-- Begin --
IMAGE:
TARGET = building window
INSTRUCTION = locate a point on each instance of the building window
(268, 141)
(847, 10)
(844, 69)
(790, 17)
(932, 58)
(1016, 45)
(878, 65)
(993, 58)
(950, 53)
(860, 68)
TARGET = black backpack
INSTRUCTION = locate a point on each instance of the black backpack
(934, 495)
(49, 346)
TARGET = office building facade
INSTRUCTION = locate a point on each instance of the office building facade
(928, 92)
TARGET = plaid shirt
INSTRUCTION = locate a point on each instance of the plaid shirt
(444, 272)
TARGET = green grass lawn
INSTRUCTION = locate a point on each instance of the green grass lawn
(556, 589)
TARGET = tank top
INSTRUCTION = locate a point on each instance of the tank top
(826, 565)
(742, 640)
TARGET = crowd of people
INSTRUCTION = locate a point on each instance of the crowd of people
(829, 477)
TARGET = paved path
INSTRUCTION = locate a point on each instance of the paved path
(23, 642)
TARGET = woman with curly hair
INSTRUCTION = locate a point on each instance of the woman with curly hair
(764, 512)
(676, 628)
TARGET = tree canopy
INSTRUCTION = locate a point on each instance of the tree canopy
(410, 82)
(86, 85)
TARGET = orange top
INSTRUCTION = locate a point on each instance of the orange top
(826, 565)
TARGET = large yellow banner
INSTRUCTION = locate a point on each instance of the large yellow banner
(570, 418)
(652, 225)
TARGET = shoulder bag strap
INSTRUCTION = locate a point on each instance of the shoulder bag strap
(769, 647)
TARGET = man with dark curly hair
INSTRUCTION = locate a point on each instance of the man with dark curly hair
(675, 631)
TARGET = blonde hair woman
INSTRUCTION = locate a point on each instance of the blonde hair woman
-- End --
-- Begin --
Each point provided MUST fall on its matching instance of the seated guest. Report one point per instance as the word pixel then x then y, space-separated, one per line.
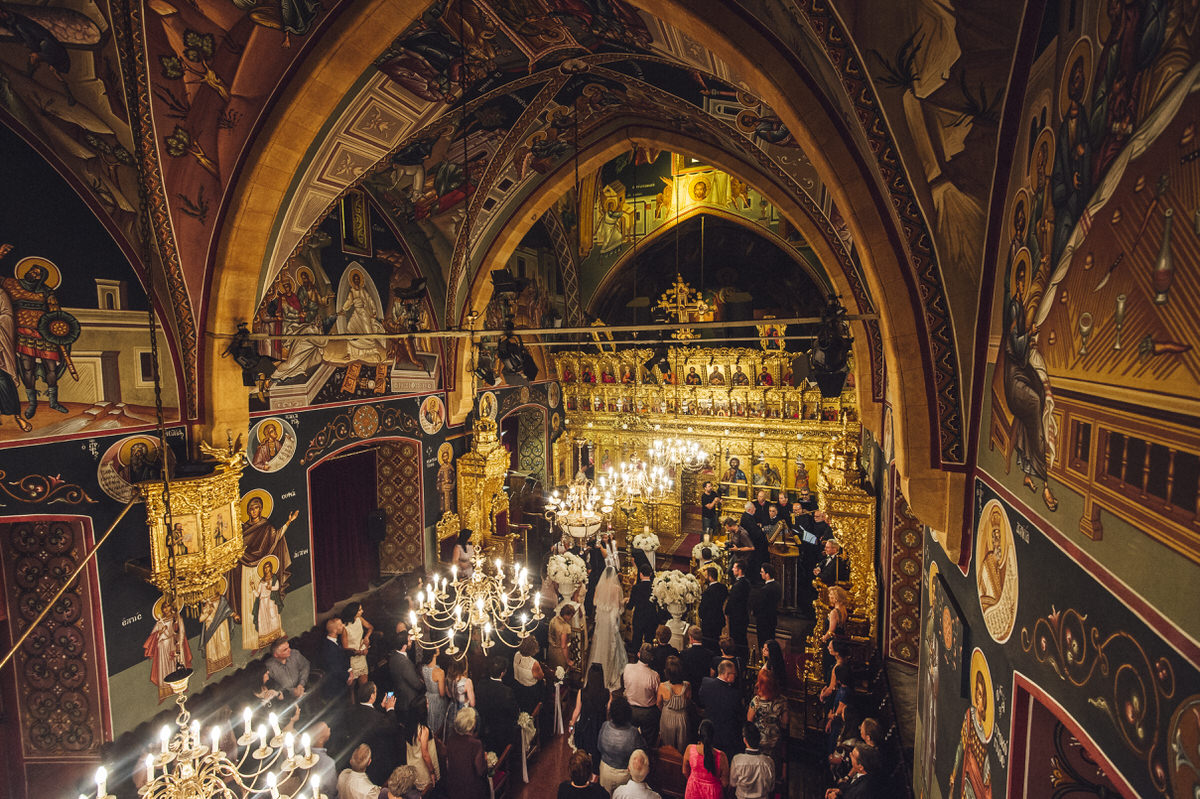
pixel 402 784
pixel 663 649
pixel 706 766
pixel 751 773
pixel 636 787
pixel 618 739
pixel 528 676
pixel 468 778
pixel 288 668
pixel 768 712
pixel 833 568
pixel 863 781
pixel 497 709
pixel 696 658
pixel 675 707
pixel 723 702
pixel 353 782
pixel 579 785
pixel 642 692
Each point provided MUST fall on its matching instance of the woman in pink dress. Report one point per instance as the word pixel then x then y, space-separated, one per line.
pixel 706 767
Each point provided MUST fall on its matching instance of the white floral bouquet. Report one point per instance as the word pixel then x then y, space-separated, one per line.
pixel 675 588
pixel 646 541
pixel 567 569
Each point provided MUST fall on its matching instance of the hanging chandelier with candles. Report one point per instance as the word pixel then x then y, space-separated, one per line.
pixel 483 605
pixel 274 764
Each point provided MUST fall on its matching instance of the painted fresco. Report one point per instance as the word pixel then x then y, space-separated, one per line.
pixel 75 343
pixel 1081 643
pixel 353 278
-- End --
Copy out the items word for word, everything from the line containing "TARGET = paved path" down to the line containing "INSTRUCTION = locate a point on each instance of the blonde", both of those lines included.

## Result of the task
TARGET = paved path
INSTRUCTION = locate a point on each instance of the paved path
(23, 642)
TARGET = woman with curly hair
INSTRUCTION = locate a point on each instance of the woman with curly hair
(764, 512)
(676, 628)
TARGET = tree canopy
INSTRUCTION = locate a point on each instance of the tree canopy
(410, 82)
(86, 85)
TARGET = orange top
INSTRUCTION = locate a point on each instance of the orange top
(826, 565)
TARGET = large yellow banner
INSTRUCTION = locate a point on each instance of the large yellow banner
(570, 418)
(652, 225)
TARGET = shoulder bag strap
INSTRUCTION = locate a point on each instance of the shoulder bag strap
(769, 647)
TARGET = man with dark curly hair
INSTRUCTION = locate a point on each instance of the man with dark curly hair
(675, 631)
TARGET = blonde hair woman
INSTRUCTION = locate a point on each instance of the blonde hair woman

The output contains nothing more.